[START Task material]
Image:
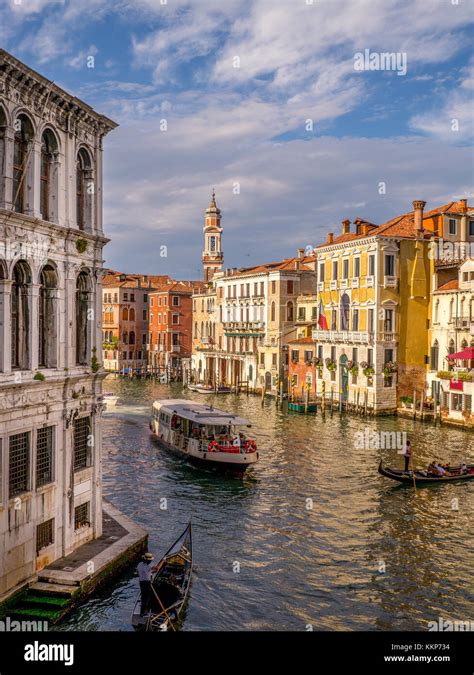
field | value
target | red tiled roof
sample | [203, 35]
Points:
[283, 265]
[112, 279]
[402, 226]
[452, 285]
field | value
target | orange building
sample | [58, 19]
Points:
[125, 319]
[302, 366]
[170, 327]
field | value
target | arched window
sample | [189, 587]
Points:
[23, 137]
[83, 289]
[3, 124]
[434, 359]
[20, 316]
[47, 345]
[84, 190]
[345, 311]
[48, 196]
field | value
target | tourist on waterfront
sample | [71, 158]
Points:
[407, 454]
[144, 571]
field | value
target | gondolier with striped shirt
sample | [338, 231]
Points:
[144, 571]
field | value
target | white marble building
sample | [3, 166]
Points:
[51, 242]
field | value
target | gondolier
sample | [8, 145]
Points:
[407, 454]
[144, 571]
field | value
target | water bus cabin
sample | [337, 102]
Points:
[205, 436]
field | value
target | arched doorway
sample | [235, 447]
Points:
[344, 377]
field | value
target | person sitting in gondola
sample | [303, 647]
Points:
[144, 571]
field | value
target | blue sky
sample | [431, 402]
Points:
[244, 130]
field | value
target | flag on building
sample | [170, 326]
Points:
[322, 322]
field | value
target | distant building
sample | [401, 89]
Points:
[170, 327]
[51, 241]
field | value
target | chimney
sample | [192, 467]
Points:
[418, 206]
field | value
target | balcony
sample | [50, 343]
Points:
[244, 326]
[462, 323]
[389, 336]
[390, 281]
[362, 337]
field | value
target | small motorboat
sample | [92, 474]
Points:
[170, 586]
[203, 435]
[453, 473]
[203, 389]
[110, 399]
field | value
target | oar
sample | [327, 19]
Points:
[413, 470]
[163, 608]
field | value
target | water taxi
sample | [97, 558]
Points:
[205, 436]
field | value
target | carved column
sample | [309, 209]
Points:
[5, 325]
[7, 135]
[33, 337]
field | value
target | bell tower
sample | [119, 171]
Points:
[212, 257]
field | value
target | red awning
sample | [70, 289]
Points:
[466, 354]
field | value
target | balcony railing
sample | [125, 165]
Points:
[390, 281]
[462, 322]
[389, 336]
[342, 336]
[244, 325]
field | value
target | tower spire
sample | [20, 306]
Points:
[212, 256]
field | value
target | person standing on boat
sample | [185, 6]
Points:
[144, 571]
[407, 454]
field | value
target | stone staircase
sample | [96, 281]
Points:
[44, 601]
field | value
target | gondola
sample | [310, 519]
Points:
[423, 477]
[170, 587]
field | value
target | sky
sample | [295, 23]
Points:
[267, 102]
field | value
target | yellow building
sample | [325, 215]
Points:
[374, 290]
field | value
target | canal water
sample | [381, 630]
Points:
[312, 537]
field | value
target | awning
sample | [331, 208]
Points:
[466, 355]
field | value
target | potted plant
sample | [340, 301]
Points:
[406, 401]
[331, 365]
[352, 367]
[389, 368]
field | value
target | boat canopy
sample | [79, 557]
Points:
[199, 413]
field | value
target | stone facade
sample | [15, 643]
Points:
[51, 242]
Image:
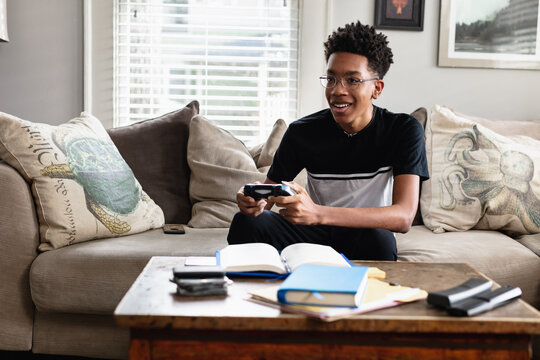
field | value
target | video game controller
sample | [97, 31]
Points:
[260, 191]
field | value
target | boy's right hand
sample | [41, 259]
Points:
[248, 205]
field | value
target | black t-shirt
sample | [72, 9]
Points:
[351, 171]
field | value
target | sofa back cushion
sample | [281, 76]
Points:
[220, 165]
[479, 179]
[156, 151]
[82, 187]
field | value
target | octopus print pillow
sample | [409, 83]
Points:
[479, 179]
[82, 187]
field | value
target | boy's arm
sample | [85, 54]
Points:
[398, 217]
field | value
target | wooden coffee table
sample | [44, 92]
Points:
[166, 326]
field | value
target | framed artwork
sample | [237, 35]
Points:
[490, 34]
[399, 14]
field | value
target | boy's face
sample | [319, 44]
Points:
[351, 104]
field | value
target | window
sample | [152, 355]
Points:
[238, 58]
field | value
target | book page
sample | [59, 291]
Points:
[251, 257]
[306, 253]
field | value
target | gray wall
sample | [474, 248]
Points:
[415, 79]
[41, 67]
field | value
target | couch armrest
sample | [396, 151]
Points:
[19, 239]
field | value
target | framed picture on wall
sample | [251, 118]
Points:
[490, 34]
[399, 14]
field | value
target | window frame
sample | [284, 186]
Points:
[314, 19]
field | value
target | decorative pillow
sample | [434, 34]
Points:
[220, 165]
[479, 178]
[156, 151]
[82, 187]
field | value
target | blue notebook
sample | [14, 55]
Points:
[324, 285]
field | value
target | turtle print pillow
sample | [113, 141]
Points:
[480, 179]
[82, 187]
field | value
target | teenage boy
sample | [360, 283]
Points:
[364, 163]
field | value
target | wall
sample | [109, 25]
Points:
[415, 80]
[41, 67]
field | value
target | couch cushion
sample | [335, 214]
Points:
[498, 256]
[479, 179]
[531, 242]
[83, 189]
[92, 277]
[220, 165]
[156, 151]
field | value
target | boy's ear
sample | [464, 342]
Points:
[377, 89]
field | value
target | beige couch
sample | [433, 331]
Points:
[61, 301]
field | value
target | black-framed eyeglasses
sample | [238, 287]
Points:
[348, 82]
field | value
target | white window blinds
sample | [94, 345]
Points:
[238, 58]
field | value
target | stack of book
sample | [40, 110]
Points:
[324, 285]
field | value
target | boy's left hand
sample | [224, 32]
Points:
[298, 209]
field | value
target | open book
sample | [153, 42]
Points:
[378, 295]
[261, 257]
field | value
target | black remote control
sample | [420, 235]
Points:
[447, 298]
[485, 301]
[260, 191]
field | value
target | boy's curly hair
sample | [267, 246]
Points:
[362, 40]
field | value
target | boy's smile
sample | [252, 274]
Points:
[351, 104]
[END Task material]
Aim:
Count the lines in the data that contain the word "arched" and give only that number.

Complete answer:
2